> Task to carry out: Swap "grassy slope" for "grass-covered slope" in the part of the material that opens with the line containing "Annotate the rocky" and closes at the end of the material, and give back only that part with nothing else altered.

> The data:
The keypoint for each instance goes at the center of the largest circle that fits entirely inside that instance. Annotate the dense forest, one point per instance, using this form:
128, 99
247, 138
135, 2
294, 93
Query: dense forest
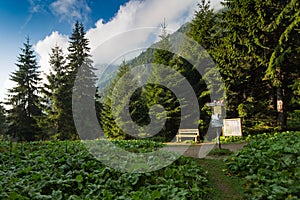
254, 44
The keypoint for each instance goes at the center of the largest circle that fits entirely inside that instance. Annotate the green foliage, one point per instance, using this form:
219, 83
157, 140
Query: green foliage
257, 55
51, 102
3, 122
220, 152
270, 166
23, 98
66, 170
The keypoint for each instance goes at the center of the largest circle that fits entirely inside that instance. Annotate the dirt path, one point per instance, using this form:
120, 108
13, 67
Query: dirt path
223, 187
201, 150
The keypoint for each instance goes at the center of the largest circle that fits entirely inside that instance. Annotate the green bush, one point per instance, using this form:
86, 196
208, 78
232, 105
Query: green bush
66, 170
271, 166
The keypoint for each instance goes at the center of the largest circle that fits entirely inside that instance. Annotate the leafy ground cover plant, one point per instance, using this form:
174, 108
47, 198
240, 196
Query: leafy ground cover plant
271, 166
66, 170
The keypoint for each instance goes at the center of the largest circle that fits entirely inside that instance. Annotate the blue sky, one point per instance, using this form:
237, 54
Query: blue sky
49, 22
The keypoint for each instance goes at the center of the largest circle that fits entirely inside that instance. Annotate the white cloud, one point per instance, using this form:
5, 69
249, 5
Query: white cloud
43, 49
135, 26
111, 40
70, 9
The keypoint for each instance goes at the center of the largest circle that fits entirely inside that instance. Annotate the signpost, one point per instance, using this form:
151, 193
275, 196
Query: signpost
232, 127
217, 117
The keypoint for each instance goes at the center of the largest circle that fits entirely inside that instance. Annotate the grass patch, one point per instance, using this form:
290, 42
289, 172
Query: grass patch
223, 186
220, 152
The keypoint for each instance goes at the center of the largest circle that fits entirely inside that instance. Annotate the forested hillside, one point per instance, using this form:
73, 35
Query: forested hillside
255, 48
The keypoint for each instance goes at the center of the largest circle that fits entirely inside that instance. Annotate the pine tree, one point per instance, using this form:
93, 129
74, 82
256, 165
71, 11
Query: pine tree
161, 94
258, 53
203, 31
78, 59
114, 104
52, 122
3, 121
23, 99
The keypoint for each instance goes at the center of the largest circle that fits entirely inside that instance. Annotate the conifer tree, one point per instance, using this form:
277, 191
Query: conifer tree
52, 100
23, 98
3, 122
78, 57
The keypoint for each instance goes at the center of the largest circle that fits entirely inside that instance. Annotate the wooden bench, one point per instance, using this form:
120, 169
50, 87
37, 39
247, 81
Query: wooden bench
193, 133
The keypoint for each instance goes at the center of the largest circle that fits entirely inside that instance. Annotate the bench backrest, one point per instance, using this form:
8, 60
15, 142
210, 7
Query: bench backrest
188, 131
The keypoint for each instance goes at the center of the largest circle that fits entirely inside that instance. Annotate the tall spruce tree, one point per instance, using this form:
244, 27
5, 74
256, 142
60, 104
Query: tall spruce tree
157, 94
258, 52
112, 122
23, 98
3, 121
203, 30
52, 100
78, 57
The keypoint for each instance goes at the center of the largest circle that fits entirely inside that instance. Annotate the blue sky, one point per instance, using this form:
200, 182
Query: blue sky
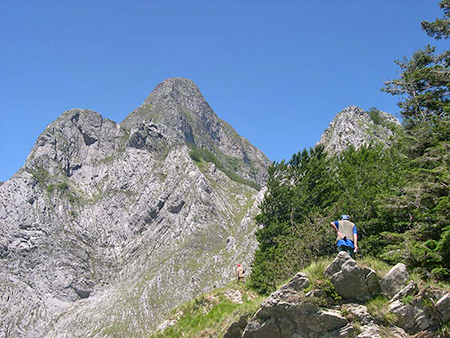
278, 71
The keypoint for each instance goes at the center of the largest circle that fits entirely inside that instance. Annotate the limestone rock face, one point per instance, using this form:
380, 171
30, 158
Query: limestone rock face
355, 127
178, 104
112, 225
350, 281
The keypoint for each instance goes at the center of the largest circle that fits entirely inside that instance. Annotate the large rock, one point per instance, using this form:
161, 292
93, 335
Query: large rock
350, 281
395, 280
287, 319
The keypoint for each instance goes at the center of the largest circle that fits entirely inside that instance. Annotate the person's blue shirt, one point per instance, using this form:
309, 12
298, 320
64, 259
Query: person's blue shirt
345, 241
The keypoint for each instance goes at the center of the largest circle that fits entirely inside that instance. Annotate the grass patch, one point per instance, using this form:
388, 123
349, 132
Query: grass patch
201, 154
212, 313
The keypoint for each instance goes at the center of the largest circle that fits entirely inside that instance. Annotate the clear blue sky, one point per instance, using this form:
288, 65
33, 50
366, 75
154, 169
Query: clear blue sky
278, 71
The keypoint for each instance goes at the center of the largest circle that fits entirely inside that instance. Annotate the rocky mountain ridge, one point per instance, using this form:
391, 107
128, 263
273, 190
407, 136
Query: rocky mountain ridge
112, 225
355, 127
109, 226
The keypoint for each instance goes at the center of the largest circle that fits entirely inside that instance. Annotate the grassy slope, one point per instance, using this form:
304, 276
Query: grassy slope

> Written response:
The keypoint for each instance goes at the center of the largest circle that fits entirely inside that instance. Annotate the rocky mountain ridge, one point per instance, using this form:
391, 107
128, 263
273, 190
407, 136
Query: rocky mountain ridge
112, 225
355, 127
109, 226
The keypoint for each instance goes at the center of the largest circle that fits entirely inside that instance. Annotate the grass-covered slope, one point per instance, using this form:
304, 276
Query: grass-covered slope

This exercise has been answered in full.